How Black Mothers Navigate Reproductive Risks – SAPIENS


Australian political scientist Carol Bacchi argues that what we propose to do about a problem reveals what we think the problem is. When U.K. public health guidance focuses on individual behaviors, such as smoking, diet, and weight loss, it’s locating risk and responsibility within individual bodies rather than systems. Across the Atlantic, similar patterns unfold. Anthropologist Khiara Bridges’ Reproducing Race describes how U.S. hospitals frame Black mothers as inherently “risky,” subjecting them to extra scrutiny and control. In this context, reproductive risk becomes less a medical evaluation than a social judgment.

Many Black women, however, know that the real dangers don’t lie within our bodies but in the systems meant to care for us. As a result, Black women often navigate clinical spaces with heightened vigilance—asking pointed questions, seeking second opinions, or enlisting family members and doulas to advocate alongside them. This work of advocating forms part of Black women’s reproductive labor—rooted in both personal experiences and collective histories of dismissal, harm, and systemic neglect.
※
Work instructions:
1) List the individual behaviors that the passage on Black mothers and reproductive risk says U.K. public health guidance focuses on.
2) According to the passage on Black mothers and reproductive risk, why do Black women often navigate clinical spaces with heightened vigilance?
3) Reproduce the passage on Black mothers and reproductive risk word for word, between "How Black Mothers" and "a social judgment.", inclusive.

Saved data entries:
※
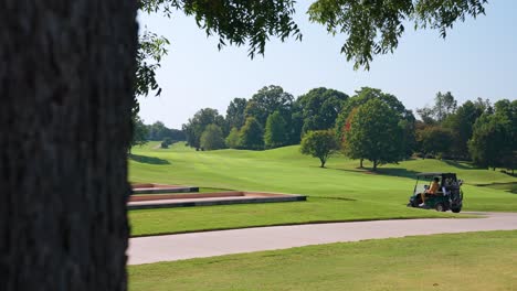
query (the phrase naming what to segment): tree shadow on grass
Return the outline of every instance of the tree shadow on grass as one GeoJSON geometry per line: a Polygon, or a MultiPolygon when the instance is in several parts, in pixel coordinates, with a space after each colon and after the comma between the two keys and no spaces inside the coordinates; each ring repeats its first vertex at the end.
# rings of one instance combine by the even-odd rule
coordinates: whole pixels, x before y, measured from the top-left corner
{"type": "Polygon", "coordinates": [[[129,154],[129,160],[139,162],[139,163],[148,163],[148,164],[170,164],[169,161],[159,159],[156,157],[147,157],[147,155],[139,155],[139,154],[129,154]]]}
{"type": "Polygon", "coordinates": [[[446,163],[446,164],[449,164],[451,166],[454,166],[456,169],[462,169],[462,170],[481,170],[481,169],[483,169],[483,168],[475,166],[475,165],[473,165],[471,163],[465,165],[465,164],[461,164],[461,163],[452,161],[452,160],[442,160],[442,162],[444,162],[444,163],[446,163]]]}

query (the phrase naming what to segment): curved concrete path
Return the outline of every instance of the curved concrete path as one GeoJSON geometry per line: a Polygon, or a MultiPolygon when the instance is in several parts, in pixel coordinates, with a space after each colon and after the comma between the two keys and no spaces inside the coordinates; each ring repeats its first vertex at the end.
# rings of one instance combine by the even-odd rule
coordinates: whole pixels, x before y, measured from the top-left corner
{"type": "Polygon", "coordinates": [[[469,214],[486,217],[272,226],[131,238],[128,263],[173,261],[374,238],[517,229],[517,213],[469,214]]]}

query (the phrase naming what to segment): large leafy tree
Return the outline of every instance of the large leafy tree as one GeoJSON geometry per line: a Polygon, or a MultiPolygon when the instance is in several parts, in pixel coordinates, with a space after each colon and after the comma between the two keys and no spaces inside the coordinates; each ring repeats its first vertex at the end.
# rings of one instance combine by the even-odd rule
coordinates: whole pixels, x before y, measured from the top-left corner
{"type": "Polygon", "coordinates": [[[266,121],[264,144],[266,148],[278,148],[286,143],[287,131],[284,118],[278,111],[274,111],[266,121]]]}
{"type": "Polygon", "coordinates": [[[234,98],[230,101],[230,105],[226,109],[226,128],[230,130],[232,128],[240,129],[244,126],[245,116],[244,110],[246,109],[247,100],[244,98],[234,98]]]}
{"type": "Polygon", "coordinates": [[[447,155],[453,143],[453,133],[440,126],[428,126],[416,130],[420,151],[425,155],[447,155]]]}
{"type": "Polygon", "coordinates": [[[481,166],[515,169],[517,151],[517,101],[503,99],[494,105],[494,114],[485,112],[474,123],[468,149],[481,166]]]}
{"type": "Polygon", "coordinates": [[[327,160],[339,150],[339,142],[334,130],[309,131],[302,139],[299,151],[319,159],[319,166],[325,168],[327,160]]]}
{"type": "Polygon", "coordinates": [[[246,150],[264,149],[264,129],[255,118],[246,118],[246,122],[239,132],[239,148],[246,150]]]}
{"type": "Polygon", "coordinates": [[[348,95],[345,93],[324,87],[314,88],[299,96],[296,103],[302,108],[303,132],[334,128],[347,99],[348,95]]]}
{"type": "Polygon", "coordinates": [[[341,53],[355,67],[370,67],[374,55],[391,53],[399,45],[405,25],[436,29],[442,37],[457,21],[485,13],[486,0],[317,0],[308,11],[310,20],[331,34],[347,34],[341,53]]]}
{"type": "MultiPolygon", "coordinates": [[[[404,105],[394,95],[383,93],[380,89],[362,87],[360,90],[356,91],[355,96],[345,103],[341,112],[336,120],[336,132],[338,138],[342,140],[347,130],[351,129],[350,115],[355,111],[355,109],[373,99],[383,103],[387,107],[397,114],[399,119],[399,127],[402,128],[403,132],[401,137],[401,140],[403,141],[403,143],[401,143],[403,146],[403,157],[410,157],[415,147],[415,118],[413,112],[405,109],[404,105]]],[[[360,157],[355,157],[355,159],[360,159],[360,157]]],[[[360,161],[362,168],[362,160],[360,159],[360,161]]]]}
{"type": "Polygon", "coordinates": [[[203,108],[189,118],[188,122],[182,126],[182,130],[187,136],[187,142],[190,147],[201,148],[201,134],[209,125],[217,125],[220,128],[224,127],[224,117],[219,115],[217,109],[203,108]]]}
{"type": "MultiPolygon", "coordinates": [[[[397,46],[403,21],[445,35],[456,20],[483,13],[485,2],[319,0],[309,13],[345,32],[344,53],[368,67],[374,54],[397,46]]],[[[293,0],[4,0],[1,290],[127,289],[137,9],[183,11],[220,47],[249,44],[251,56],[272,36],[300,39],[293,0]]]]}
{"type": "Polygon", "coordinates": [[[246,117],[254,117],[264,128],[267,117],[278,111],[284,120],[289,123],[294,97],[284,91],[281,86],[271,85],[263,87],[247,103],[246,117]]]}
※
Numbered responses:
1) Smoking, diet, and weight loss.

2) Many Black women know that the real dangers lie not within their bodies but in the systems meant to care for them. As a result, they ask pointed questions, seek second opinions, or enlist family members and doulas to advocate alongside them.

3)
How Black Mothers Navigate Reproductive Risks – SAPIENS


Australian political scientist Carol Bacchi argues that what we propose to do about a problem reveals what we think the problem is. When U.K. public health guidance focuses on individual behaviors, such as smoking, diet, and weight loss, it’s locating risk and responsibility within individual bodies rather than systems. Across the Atlantic, similar patterns unfold. Anthropologist Khiara Bridges’ Reproducing Race describes how U.S. hospitals frame Black mothers as inherently “risky,” subjecting them to extra scrutiny and control. In this context, reproductive risk becomes less a medical evaluation than a social judgment.